Texte fourni |
.....
Myrtle Witbooi a débuté sa carrière sous le régime d’apartheid, qu’est-ce que ça signifiait pour une travailleuse domestique ?

Ça signifiait que les travailleuses n’avaient pas de droits. Elles étaient pour ainsi dire esclaves de la famille pour laquelle elles travaillaient, et n’avaient aucune protection. Elles étaient victimes de trois systèmes d’oppression : le système racial – une famille blanche et une travailleuse de couleur -, l’oppression homme/femme et l’exploitation de la travailleuse par l’employeur. Myrtle s’est battue contre cela. Avec le SADSAWU, elle a tissé des liens avec les autres syndicats, avec lesquels elle a mené des grèves très importantes dans le pays. Ce, afin de lutter contre cet apartheid.
.....
Marche à suivre |
Poursuivez le texte fourni sur Myrtle Witbooi et les travailleuses domestiques sous l'apartheid, en reprenant juste après sa dernière phrase. Les items ci-après sont tirés d'une source différente.
.....
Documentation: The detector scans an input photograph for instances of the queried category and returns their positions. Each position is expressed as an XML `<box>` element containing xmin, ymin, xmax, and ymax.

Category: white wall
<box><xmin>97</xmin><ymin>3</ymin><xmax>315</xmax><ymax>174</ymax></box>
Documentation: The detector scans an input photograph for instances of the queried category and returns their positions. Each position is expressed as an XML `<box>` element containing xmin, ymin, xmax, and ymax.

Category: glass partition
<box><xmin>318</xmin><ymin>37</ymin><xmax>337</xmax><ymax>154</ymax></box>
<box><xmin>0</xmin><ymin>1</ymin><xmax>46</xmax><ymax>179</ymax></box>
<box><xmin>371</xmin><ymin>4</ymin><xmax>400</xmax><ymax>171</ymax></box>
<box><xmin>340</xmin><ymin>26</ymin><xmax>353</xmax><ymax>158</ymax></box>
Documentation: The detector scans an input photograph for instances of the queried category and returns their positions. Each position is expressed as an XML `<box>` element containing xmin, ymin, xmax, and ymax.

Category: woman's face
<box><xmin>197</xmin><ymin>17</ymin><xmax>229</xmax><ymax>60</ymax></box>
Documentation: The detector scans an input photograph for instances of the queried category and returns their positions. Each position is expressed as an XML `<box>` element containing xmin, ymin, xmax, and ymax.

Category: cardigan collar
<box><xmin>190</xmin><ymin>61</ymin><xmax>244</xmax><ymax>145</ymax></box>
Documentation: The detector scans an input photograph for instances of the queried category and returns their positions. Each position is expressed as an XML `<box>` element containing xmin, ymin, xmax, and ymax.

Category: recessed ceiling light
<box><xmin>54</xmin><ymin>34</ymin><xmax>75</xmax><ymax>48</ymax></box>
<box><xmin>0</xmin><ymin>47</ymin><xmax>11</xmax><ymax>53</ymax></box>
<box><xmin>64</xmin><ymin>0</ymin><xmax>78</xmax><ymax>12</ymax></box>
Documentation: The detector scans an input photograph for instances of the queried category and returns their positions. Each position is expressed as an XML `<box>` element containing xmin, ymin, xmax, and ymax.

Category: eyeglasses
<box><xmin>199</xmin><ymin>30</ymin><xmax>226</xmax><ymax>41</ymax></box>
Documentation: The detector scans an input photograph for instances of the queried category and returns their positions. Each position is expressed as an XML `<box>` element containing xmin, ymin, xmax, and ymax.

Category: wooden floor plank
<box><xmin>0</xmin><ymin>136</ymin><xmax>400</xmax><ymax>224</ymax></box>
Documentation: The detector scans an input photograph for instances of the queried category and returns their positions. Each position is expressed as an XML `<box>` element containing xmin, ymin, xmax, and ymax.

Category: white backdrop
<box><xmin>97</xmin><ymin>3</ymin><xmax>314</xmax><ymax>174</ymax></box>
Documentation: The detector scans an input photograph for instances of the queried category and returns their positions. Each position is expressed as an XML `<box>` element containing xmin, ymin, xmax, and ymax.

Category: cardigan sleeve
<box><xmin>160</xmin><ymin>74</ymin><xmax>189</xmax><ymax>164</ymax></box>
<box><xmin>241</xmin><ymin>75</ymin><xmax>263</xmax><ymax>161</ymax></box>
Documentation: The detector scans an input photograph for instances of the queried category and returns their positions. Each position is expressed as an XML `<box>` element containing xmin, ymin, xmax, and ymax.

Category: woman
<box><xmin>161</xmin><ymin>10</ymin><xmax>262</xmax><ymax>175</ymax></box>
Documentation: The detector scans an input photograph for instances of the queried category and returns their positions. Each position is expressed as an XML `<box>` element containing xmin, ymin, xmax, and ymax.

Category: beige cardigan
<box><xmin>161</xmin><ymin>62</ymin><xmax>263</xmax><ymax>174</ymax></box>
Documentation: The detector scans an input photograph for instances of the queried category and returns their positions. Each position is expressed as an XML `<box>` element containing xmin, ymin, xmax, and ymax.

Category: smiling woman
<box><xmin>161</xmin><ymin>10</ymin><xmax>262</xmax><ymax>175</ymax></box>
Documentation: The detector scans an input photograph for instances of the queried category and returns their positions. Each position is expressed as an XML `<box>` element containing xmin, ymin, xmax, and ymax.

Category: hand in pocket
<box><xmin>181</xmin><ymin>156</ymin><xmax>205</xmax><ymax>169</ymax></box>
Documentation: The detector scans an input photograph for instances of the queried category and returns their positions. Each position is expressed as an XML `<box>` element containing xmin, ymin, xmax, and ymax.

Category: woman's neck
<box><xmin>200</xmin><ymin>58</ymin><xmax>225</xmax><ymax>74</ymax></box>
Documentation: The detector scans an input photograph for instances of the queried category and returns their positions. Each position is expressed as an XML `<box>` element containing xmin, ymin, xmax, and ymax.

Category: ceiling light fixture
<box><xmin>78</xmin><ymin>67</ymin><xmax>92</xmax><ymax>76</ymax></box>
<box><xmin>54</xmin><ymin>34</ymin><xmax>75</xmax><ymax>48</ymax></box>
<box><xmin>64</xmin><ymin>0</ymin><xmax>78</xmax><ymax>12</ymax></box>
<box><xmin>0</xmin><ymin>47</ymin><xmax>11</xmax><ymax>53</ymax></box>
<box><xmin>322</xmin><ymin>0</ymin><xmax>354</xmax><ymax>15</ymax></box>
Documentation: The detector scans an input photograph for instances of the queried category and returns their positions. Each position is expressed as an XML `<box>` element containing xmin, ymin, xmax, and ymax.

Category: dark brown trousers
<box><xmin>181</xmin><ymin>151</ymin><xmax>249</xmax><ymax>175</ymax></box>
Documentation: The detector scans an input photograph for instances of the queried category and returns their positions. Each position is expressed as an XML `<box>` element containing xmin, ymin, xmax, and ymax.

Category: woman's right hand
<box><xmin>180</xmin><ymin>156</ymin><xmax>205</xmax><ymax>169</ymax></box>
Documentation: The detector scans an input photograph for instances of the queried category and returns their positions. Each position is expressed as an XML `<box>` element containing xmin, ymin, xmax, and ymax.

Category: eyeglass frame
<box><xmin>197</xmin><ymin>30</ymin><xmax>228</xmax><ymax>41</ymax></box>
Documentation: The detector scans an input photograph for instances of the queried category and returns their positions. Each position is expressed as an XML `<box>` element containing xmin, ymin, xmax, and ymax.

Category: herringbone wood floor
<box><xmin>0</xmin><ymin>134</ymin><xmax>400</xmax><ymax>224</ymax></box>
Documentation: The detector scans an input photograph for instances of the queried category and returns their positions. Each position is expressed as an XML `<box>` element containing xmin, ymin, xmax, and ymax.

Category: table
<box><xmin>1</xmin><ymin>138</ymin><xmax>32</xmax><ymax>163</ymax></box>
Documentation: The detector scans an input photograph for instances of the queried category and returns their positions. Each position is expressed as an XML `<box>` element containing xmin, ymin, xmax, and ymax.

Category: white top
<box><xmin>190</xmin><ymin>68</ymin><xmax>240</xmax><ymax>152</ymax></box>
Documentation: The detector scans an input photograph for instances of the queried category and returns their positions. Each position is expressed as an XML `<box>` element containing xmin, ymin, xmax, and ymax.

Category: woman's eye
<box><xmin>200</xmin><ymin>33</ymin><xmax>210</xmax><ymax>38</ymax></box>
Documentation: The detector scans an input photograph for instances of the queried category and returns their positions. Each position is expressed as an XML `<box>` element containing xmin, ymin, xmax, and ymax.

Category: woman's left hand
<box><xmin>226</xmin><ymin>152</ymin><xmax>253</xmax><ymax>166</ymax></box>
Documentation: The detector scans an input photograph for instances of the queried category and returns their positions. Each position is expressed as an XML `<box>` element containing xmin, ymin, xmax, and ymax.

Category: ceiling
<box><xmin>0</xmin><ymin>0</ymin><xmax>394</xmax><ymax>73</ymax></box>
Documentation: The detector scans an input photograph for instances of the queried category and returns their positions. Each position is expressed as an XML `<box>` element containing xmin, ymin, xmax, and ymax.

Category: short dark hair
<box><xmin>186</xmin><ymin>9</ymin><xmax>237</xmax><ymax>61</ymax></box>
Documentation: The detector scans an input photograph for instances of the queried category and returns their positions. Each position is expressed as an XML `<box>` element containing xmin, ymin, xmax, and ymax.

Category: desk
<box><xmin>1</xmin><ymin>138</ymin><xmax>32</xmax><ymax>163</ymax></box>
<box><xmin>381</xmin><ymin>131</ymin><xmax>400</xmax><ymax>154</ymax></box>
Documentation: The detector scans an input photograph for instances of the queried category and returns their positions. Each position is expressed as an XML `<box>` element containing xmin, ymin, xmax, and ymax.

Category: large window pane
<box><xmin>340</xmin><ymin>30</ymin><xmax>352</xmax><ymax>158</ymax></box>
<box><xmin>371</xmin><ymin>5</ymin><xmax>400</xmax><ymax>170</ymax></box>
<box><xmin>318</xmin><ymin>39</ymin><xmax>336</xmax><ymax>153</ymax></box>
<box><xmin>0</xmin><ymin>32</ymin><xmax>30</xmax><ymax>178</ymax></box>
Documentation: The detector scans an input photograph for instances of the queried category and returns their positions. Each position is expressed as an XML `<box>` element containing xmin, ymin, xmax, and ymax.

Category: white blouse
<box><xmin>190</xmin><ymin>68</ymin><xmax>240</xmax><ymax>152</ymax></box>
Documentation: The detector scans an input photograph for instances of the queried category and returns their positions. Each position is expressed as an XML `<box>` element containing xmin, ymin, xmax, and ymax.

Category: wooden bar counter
.....
Corrigé |
De par ses combats et sa persévérance, elle a considérablement amélioré la situation des travailleuses domestiques. Quelles sont ses grandes victoires ?

Elle a mené campagne auprès de l’OIT, l’Organisation Internationale du Travail, afin d’obtenir “des standards de protection sociale pour les travailleuses domestiques”. Elle obtient une victoire immense en 2011 via la création de la convention 189 de l’OIT qui déclare que le travail domestique est un travail formel, soumis à des règles. C’est la fin du système d’esclavage, place aux droits du travail.

Comment cette victoire des travailleuses domestiques a-t-elle été accueillie ?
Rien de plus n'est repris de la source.